How many lines in the records below contain the word "surface"? Give only the number.
BEGIN
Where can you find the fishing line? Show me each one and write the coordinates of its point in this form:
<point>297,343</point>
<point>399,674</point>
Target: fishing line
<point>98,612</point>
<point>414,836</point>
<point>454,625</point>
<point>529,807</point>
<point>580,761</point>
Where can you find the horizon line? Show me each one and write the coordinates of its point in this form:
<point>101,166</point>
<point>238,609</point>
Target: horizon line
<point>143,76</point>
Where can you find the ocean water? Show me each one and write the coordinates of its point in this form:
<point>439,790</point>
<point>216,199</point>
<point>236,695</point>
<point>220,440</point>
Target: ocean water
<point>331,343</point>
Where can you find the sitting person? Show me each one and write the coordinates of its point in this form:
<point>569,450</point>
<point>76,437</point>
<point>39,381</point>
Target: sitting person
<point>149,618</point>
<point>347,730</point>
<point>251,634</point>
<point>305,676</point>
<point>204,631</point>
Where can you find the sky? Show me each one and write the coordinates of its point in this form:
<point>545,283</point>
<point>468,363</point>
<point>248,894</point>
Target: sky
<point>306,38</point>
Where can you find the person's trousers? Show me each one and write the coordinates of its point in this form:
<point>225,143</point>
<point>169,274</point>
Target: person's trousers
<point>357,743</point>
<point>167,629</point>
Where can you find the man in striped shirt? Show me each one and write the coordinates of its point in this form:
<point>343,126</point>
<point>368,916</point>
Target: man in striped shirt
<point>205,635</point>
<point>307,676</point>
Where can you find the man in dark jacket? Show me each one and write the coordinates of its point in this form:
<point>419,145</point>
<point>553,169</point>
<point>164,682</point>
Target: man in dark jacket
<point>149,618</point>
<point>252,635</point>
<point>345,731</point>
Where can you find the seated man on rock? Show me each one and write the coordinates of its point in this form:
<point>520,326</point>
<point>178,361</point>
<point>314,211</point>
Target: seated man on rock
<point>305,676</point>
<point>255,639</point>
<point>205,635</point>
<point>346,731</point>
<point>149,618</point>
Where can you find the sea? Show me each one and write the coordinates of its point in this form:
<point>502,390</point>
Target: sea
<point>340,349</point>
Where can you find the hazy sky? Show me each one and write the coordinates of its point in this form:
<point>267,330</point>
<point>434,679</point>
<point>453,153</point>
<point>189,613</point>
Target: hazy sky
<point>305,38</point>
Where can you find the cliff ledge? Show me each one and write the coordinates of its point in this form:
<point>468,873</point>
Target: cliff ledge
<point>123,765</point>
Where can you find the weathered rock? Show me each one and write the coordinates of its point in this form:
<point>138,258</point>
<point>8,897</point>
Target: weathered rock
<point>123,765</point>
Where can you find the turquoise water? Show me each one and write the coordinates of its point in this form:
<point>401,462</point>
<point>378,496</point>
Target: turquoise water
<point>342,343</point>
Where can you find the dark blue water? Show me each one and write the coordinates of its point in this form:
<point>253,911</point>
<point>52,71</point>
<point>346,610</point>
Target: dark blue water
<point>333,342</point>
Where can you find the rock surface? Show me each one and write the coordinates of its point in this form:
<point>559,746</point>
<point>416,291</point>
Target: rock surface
END
◆ COMPLETED EXERCISE ◆
2